Entries taken from a collection

________________________________________

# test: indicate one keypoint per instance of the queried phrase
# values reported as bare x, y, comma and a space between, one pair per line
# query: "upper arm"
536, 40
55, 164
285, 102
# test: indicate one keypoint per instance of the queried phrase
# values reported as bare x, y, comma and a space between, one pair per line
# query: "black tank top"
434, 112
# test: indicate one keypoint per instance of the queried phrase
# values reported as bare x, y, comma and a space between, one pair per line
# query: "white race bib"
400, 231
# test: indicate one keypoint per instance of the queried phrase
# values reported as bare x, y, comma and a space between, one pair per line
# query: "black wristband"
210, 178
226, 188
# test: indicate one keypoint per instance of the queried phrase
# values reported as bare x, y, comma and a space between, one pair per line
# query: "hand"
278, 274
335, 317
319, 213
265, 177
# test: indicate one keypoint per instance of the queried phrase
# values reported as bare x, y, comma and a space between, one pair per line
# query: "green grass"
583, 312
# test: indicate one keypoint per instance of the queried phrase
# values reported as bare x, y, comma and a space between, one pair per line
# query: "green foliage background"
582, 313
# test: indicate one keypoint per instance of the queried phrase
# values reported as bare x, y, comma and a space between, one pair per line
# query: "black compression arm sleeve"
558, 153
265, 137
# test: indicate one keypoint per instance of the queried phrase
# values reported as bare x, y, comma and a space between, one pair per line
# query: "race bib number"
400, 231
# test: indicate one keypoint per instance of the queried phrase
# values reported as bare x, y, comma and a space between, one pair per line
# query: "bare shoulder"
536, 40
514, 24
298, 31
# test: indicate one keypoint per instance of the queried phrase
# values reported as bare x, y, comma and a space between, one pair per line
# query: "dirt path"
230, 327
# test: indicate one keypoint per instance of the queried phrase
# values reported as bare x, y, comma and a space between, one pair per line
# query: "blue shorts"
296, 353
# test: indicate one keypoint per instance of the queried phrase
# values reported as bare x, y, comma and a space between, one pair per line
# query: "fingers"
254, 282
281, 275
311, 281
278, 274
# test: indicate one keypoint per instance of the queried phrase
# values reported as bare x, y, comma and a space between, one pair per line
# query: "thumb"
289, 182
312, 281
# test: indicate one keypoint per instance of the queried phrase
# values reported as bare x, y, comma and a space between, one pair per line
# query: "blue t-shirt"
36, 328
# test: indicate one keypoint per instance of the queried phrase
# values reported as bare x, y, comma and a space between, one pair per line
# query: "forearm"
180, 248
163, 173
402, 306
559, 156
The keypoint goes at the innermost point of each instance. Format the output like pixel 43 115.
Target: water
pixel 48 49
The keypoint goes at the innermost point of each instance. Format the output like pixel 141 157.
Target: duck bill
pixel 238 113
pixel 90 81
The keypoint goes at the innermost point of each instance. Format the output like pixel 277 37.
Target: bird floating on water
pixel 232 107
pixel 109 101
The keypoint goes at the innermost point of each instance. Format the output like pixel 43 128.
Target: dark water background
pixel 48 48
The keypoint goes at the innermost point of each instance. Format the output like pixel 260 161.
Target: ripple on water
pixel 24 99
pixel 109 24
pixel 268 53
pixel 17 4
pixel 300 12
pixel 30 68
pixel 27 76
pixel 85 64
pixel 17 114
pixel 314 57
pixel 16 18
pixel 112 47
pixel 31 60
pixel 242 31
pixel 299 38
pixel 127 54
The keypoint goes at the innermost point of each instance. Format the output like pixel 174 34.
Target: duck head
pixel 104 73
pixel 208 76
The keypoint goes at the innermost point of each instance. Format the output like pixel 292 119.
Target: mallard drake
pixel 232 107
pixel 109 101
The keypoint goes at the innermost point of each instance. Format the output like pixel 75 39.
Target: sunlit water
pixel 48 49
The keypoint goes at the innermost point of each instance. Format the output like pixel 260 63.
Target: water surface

________________________________________

▸ TASK REQUIREMENTS
Would you copy out all of the entries exactly?

▸ ANSWER SECTION
# test: indicate one keypoint per instance of the queried phrase
# values reported as bare x, y, comma and a space between, one pair per line
# query: "upper arm"
536, 40
55, 164
285, 102
# test: indicate one keypoint per instance of the queried phrase
# values reported as bare x, y, comma and a space between, one pair per line
# query: "black tank top"
434, 112
# test: indicate one keypoint per instance of the queried phrase
# values reported as bare x, y, comma and a space between, one pair per line
# query: "white race bib"
400, 231
# test: indicate one keypoint per instance of the queried phrase
# values reported as bare x, y, comma and a space between, one pair per line
# query: "black wristband"
210, 178
226, 188
# test: indicate one keypoint per instance of the queried phrase
# values reported as bare x, y, comma and a space between, one pair per line
# query: "hand"
278, 274
335, 317
319, 213
265, 177
# test: indicate one keypoint per instance of the queried phrase
# values reported as bare x, y, comma and a space between, one pair per line
# query: "green grass"
583, 312
# test: indicate one keypoint per instance of the queried phrase
# values reported as bare x, y, comma and a space between, one pair per line
# query: "green foliage background"
582, 313
# test: indicate one keypoint per instance of the queried phrase
# values reported as bare x, y, comma and a space between, one pair per line
# query: "black compression arm sleeve"
558, 153
265, 137
# test: indicate one keypoint per instance of the queried phrase
# values reported as bare x, y, comma and a space between, one pair per line
# query: "race bib number"
400, 231
# test: indicate one keypoint per instance of the queried phrase
# values reported as bare x, y, comma and a space between, one pair per line
# query: "bare shoulder"
536, 40
514, 24
298, 31
# test: indicate one keypoint per instance of the queried phrase
# values reported as bare x, y, comma and a space between, one pair per line
# query: "dirt path"
230, 327
# test: indicate one keypoint per instance of the queried phrase
# values reported as bare x, y, comma and a space between, one pair per line
# query: "blue shorts"
296, 353
# test: indicate one keypoint per instance of the queried phrase
# values reported as bare x, y, comma and a space between, one pair per line
# query: "fingers"
254, 282
281, 275
311, 281
278, 274
# test: indicate one keypoint per instance of the queried phrase
# values reported as bare x, y, comma and a space between, one pair per line
# query: "thumb"
289, 182
312, 281
# test: indicate one keypoint per instance of the queried phrase
# values reported as bare x, y, comma and a space between, one pair per line
# query: "blue t-shirt"
36, 328
# test: indicate one keypoint per instance of the queried phrase
# values reported as bare x, y, comma and a space between, one pair per line
# query: "forearm"
180, 248
163, 173
402, 306
559, 156
The keypoint goes at the innermost point of each instance. Format the output like pixel 43 115.
Target: water
pixel 48 49
The keypoint goes at the innermost point of each instance. Format the output like pixel 141 157.
Target: duck bill
pixel 238 113
pixel 90 81
The keypoint goes at the innermost point of each instance. Format the output like pixel 277 37.
Target: bird floating on water
pixel 232 107
pixel 109 101
The keypoint goes at the innermost point of each instance. Format the output like pixel 43 128.
Target: dark water background
pixel 48 48
The keypoint goes at the innermost point of each instance. Format the output like pixel 260 161.
Target: ripple on water
pixel 24 99
pixel 109 24
pixel 268 53
pixel 17 4
pixel 300 12
pixel 30 68
pixel 27 76
pixel 85 64
pixel 17 114
pixel 314 57
pixel 16 18
pixel 112 47
pixel 31 60
pixel 242 31
pixel 299 38
pixel 127 54
The keypoint goes at the innermost point of each instance. Format the output like pixel 174 34.
Target: duck head
pixel 104 73
pixel 208 76
The keypoint goes at the innermost point of each instance. Format the output like pixel 292 119.
Target: mallard drake
pixel 232 107
pixel 109 101
The keypoint goes at the innermost point of each instance. Format the output like pixel 75 39.
Target: sunlit water
pixel 48 49
The keypoint goes at the innermost point of each instance. Format the output like pixel 260 63.
Target: water surface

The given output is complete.